- _Directions for this task_
An acceptable answer repeats exactly the line with "Segment every instance of the rocky slope." and each line after it through the end of the entries, and includes nothing else.
○ ○ ○ ○
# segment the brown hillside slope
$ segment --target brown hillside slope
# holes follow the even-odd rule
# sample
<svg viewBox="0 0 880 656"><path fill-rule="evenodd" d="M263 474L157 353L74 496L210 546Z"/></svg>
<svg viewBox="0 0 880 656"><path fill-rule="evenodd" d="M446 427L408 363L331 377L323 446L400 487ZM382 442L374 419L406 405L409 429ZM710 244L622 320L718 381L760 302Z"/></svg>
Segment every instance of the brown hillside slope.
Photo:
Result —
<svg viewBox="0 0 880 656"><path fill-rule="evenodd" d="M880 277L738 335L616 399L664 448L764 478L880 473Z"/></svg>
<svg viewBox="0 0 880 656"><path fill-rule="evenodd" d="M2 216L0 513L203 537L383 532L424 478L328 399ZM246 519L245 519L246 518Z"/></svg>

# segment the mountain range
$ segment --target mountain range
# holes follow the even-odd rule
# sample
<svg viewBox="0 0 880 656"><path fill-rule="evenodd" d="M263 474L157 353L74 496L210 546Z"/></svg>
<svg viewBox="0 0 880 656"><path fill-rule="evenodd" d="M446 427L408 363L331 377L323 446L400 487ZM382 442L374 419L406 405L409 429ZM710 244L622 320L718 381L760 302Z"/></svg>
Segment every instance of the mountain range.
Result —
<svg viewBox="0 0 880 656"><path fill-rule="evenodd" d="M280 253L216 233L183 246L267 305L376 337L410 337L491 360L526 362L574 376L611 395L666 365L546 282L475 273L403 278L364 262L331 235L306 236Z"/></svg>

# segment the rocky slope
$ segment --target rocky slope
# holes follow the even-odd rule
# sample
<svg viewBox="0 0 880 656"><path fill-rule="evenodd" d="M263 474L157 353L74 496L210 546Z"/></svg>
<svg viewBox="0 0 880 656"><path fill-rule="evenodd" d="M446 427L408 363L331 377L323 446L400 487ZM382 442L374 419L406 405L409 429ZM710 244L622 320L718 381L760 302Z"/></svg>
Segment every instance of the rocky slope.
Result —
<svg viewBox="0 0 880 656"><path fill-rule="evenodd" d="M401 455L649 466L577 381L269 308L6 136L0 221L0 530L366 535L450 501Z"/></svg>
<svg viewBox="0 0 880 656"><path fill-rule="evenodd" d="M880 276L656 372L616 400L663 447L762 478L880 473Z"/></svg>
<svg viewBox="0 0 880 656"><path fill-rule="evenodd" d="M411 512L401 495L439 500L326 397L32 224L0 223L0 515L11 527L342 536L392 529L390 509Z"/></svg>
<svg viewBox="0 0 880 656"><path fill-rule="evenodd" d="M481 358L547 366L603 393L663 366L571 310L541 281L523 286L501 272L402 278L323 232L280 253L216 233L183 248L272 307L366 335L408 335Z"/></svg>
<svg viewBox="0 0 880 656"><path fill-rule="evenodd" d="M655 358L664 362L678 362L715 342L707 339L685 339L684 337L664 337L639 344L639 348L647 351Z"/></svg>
○ ○ ○ ○
- _Task answer_
Segment every instance of the rocky slope.
Result —
<svg viewBox="0 0 880 656"><path fill-rule="evenodd" d="M401 455L649 466L577 381L269 308L6 136L0 221L0 530L366 535L450 501Z"/></svg>
<svg viewBox="0 0 880 656"><path fill-rule="evenodd" d="M880 276L656 372L616 400L663 447L762 478L880 473Z"/></svg>
<svg viewBox="0 0 880 656"><path fill-rule="evenodd" d="M411 512L401 495L439 500L326 397L32 224L0 223L0 515L11 527L342 536L392 529L390 509Z"/></svg>
<svg viewBox="0 0 880 656"><path fill-rule="evenodd" d="M481 358L547 366L603 393L663 366L571 310L541 281L523 286L501 272L402 278L323 232L280 253L216 233L183 248L272 307L366 335L408 335Z"/></svg>
<svg viewBox="0 0 880 656"><path fill-rule="evenodd" d="M655 358L664 362L678 362L715 342L707 339L685 339L684 337L664 337L639 344L639 348L647 351Z"/></svg>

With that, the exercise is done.